◆ TO BE DONE: Starting at the line that contains "Exercise. For every instance of the tree" and stopping after the line that contains "point(420, 307)", rewrite only those lines of the records below as a numbered list, leaving out any blank lines.

======== MATERIAL SHOWN

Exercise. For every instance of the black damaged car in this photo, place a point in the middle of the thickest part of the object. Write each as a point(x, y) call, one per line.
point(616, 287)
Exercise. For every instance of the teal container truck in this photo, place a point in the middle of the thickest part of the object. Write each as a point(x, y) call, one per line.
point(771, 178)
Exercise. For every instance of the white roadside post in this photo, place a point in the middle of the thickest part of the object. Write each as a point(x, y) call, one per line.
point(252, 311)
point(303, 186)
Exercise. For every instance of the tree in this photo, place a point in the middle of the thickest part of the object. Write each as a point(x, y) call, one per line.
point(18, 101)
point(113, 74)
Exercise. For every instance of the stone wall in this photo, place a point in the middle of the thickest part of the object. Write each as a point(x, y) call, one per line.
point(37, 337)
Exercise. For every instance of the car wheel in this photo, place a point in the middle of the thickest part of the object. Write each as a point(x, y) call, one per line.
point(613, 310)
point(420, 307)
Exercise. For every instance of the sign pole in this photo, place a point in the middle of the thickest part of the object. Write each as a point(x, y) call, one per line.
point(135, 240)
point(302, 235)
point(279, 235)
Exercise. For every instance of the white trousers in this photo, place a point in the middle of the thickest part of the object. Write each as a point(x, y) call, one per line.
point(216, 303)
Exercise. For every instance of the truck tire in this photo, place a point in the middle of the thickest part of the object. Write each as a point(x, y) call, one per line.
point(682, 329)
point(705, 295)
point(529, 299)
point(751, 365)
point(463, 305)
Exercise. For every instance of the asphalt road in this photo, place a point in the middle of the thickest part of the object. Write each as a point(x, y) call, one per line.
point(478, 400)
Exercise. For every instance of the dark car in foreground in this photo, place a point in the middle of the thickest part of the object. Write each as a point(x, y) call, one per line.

================

◆ ANSWER BELOW:
1. Exercise. For every instance of the tree in this photo, place a point in the middle of the thickest part of the object. Write each as a point(x, y) call, one per line.
2. point(18, 101)
3. point(113, 74)
4. Exercise. For every instance of the stone wall in this photo, place a point in the middle of the thickest part of the object. Write each as a point(x, y) call, one per line.
5. point(37, 337)
6. Exercise. For every instance of the car wheel in this photo, place a point in the middle of the thickest part of the object. Write each as a point(x, y) call, one per line.
7. point(613, 310)
8. point(420, 307)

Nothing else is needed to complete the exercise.